* [EXERCISE PROMPT] Please return all lines in the listing holding the word "dirt".

________

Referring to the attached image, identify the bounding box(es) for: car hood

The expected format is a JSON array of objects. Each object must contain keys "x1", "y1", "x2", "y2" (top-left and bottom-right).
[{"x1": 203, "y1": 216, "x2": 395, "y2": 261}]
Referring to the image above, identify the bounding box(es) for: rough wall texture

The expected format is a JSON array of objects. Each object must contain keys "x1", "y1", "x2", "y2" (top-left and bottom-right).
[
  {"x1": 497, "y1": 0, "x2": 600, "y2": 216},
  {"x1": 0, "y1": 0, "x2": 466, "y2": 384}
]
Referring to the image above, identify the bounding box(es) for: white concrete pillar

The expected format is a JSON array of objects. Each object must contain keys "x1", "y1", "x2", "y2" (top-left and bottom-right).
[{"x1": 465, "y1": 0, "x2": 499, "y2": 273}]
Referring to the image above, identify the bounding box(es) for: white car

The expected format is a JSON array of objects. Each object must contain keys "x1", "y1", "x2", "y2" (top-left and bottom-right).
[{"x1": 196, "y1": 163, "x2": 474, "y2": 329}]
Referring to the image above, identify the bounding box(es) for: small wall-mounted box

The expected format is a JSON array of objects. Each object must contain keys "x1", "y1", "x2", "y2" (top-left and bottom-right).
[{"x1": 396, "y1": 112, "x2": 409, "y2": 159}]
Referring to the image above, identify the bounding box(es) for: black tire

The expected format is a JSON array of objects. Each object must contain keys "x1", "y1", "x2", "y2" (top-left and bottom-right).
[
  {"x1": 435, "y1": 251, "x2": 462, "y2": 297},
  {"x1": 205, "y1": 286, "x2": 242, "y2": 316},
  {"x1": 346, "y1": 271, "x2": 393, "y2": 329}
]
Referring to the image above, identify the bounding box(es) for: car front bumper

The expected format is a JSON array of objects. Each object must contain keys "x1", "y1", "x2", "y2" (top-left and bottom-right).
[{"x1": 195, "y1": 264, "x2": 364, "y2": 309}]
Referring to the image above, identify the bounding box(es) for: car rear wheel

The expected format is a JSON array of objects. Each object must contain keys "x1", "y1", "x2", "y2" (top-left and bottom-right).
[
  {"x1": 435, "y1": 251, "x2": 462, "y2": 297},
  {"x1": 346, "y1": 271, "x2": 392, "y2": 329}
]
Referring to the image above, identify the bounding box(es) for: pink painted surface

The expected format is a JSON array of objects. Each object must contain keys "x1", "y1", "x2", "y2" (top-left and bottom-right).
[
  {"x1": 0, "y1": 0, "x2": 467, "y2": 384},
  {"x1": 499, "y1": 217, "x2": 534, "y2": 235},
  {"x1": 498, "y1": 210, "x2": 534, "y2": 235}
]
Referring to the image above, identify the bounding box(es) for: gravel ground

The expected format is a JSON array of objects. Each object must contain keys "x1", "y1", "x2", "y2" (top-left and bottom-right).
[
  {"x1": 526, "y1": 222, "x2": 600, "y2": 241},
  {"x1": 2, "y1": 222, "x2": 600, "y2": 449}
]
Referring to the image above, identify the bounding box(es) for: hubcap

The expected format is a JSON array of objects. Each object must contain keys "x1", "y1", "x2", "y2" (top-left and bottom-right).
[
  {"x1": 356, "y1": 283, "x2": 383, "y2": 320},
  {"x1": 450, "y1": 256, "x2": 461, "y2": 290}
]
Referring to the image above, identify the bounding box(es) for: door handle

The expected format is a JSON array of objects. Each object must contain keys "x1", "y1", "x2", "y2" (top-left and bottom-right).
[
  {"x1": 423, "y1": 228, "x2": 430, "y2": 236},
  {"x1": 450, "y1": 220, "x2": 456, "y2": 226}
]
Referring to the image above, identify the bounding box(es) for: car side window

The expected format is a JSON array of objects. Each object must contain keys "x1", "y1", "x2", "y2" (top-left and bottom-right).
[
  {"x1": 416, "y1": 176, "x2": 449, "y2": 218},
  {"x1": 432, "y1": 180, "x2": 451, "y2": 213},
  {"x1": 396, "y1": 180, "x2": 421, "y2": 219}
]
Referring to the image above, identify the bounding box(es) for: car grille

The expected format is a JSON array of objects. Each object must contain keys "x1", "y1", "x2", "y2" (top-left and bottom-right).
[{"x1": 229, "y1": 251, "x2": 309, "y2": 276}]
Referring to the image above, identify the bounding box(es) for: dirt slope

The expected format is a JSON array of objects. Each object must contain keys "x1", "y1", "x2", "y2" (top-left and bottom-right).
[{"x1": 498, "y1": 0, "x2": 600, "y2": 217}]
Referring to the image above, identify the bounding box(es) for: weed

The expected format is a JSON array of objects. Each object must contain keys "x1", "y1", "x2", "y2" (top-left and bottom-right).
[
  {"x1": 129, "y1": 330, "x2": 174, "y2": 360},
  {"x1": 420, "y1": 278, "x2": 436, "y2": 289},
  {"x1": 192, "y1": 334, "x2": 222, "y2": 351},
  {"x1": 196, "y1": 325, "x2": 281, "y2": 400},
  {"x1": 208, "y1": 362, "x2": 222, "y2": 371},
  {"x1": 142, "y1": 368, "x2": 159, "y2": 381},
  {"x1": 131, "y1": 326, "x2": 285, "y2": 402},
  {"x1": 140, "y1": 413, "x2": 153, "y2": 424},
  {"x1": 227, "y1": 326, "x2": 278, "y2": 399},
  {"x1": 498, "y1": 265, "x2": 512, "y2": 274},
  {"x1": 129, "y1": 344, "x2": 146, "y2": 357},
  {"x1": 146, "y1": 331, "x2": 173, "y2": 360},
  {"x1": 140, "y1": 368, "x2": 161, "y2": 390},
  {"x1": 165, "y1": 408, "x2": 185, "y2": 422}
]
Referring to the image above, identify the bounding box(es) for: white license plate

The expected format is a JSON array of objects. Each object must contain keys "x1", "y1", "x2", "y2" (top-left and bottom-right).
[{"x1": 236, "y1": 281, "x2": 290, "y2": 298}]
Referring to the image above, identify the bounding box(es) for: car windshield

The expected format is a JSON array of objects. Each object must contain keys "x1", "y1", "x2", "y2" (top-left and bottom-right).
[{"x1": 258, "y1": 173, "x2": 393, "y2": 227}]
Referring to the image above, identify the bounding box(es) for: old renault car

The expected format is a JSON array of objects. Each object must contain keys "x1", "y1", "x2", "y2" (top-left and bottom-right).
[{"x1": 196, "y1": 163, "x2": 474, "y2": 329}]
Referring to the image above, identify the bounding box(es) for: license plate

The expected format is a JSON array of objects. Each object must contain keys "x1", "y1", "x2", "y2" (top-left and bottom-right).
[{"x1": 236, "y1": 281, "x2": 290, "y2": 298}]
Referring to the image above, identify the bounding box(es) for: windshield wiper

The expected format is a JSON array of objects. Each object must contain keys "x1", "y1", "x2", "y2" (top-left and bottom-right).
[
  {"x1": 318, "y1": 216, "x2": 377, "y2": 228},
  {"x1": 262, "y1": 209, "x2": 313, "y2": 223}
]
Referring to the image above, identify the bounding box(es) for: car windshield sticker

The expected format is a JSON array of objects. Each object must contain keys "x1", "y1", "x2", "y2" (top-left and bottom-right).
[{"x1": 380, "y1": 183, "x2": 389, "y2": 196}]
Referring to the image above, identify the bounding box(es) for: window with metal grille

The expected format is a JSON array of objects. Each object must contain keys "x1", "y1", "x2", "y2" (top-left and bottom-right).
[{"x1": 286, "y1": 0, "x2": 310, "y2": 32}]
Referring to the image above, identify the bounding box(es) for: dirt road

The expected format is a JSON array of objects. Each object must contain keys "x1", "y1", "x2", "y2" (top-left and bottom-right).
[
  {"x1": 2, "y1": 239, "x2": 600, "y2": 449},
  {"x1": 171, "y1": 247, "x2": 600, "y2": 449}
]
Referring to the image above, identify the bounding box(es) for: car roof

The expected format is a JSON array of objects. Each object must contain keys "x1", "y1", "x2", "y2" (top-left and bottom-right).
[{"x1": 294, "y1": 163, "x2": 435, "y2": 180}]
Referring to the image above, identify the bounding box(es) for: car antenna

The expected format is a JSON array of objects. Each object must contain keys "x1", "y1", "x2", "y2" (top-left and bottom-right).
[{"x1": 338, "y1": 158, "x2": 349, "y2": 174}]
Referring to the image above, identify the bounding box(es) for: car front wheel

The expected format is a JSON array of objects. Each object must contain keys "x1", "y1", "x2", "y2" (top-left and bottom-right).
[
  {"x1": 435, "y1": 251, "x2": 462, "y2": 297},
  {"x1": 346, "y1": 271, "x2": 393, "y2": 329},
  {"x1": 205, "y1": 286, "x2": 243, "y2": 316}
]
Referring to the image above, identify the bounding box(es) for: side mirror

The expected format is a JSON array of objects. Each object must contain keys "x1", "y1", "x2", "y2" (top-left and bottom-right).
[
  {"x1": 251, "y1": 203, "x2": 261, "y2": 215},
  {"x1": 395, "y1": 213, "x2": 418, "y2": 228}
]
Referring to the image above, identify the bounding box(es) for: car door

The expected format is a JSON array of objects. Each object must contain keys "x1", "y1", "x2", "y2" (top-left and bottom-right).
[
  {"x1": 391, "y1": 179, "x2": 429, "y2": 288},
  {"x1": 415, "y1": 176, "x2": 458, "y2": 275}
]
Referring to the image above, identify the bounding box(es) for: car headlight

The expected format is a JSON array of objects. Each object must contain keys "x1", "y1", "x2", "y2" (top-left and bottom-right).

________

* [SOLUTION TO THIS PROBLEM]
Referring to the image above, identify the bounding box(es) for: dirt slope
Referring to the image above, identify the bounding box(es) for: dirt road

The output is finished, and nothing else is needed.